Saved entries
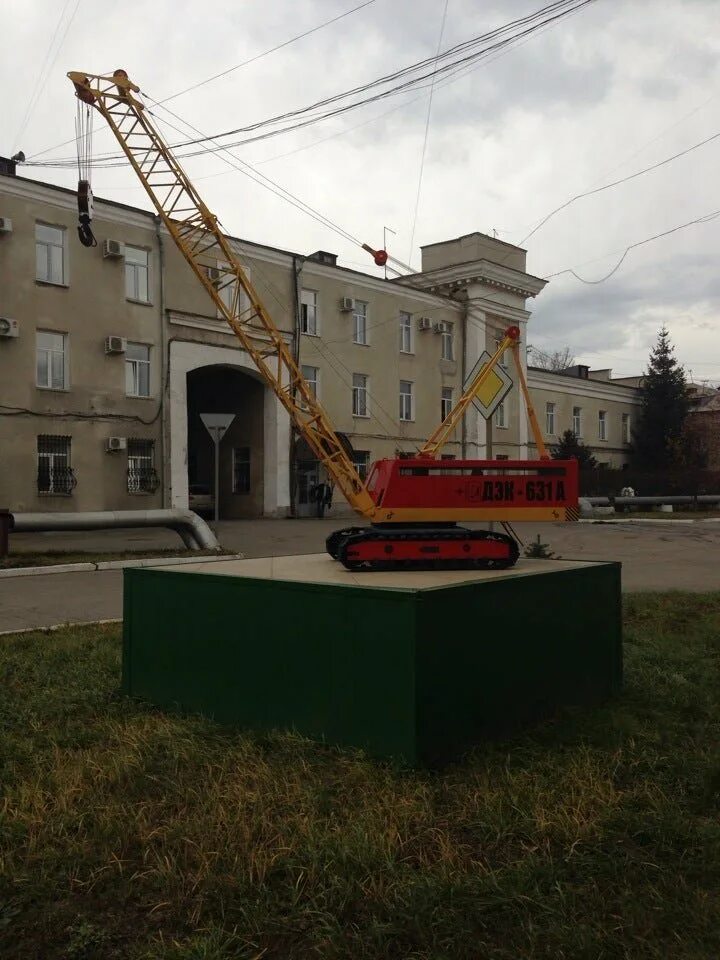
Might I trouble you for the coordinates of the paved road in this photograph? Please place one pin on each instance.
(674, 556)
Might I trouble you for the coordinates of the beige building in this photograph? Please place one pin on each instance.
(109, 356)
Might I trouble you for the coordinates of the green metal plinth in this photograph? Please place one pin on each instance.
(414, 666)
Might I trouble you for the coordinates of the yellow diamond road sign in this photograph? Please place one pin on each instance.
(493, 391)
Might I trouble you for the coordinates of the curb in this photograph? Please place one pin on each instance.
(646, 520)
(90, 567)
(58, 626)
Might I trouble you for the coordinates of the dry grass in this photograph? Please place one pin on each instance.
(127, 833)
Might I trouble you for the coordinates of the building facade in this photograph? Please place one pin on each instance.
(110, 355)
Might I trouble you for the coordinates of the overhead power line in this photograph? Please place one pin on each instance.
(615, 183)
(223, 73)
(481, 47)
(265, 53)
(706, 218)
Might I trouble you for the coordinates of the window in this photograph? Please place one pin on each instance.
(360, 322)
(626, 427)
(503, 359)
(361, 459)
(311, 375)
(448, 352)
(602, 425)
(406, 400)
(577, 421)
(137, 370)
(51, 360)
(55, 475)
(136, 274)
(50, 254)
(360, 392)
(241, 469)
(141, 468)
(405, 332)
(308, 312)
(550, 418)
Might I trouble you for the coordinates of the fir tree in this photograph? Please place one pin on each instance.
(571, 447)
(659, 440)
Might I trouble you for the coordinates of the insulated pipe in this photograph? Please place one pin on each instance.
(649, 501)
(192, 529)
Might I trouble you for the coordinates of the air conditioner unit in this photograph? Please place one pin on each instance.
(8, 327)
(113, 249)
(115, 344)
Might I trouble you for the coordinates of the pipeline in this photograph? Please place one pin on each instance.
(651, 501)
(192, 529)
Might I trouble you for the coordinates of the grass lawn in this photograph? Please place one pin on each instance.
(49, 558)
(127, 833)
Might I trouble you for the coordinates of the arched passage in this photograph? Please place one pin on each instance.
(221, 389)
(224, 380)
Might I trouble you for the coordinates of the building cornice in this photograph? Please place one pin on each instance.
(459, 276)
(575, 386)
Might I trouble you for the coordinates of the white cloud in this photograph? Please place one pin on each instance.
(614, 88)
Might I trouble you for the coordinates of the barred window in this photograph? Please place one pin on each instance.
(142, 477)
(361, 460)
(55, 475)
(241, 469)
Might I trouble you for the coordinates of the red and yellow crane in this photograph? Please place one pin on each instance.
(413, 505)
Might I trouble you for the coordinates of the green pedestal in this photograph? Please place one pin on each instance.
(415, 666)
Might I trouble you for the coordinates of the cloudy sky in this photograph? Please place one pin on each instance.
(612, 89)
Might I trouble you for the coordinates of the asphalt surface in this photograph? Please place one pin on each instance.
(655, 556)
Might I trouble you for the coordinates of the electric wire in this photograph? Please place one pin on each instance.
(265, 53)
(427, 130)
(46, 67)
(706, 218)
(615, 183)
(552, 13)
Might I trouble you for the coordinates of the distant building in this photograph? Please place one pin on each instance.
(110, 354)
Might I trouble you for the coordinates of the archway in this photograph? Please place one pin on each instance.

→ WORK TO COMPLETE: Exact repetition of all entries is required. The pictures should not appear.

→ TASK OUTPUT:
Might I trouble you for the coordinates of the paved road in this photograph? Please place one pin on each instance.
(674, 556)
Might I trouble you for the coordinates of the beige building in this photograph? Please place one pin on each instance.
(109, 356)
Might I trouble you for the coordinates of the green metal plinth in this photograph? Please place one pin on each instance.
(414, 666)
Might I trouble you for the coordinates of the yellow diamond road sign in this photograph? Please place one pin on each instance.
(493, 391)
Might I trouble you for the coordinates of the curb in this photograph? Please place one pin on each instance.
(646, 520)
(90, 567)
(58, 626)
Might I trouble you for the coordinates of the dry grass in this photograph? Please place one pin on each instance.
(127, 833)
Might I trouble you for the coordinates of the building facade in this photograph? Please place one pin on each instance.
(110, 355)
Might I trouble you for the coordinates of the overhead power line in this photograph? Please place one pin on each instance.
(615, 183)
(223, 73)
(481, 47)
(265, 53)
(706, 218)
Might I trouble you for the coordinates of the window in this photograph? Please place one pin on each instance.
(360, 322)
(626, 427)
(503, 359)
(361, 459)
(311, 375)
(448, 352)
(602, 425)
(406, 400)
(577, 421)
(137, 370)
(51, 360)
(55, 475)
(136, 274)
(50, 254)
(360, 392)
(241, 469)
(141, 468)
(405, 332)
(308, 312)
(550, 418)
Might I trouble you for the coordinates of the fir tree in this photograph? Please place one pin on each instance.
(571, 447)
(659, 440)
Might I trouble you for the coordinates of the insulated pipe in this photograph? Please place one pin on each instance.
(649, 501)
(192, 529)
Might I trouble you for the coordinates of the air conditioner unit in this photograph? Please place one pin on each instance.
(8, 327)
(113, 249)
(115, 344)
Might I trouble you for the coordinates of the pipeline in this photograph? Please place one pin on each instance.
(651, 501)
(192, 529)
Might I trouble you for the coordinates of the grass lawn in this photograph? Please place one pin on each instance.
(49, 558)
(127, 833)
Might I trouble you for the coordinates of the arched passage in this photograph? Please place one pin on each instance.
(221, 389)
(224, 380)
Might I trouble you for the coordinates of the building cornice in this photograph? Please place one pin on each instance.
(459, 276)
(575, 386)
Might I trouble you for the coordinates of the white cloud in this photograph? Please place one pin on each instance.
(614, 88)
Might I trouble you for the coordinates of the barred window in this photograph? Please place one pin on each instance.
(142, 477)
(361, 460)
(55, 475)
(241, 469)
Might I trouble you for the coordinates of the red and yellow crane in this photograph? Please place one pin on each instance.
(413, 505)
Might I trouble you for the coordinates of the green pedestal in this photograph? Please place one pin on each instance.
(415, 666)
Might I trouble you for the coordinates of the cloudy sky in this photograph? Please place one pin on each instance.
(612, 89)
Might I trouble you for the coordinates of the asphalt surface in this photograph? Please place one pin on each instance.
(655, 556)
Might I trouble you for the coordinates of the electric wire in this photograph? Please place one pin on each instance.
(265, 53)
(427, 130)
(46, 67)
(706, 218)
(615, 183)
(552, 13)
Might I trouble you for the coordinates of the distant building in this photograph? Please place one pin on each instance.
(110, 354)
Might I trouble you for the coordinates of the archway in this photograph? Please place one pin on each instance.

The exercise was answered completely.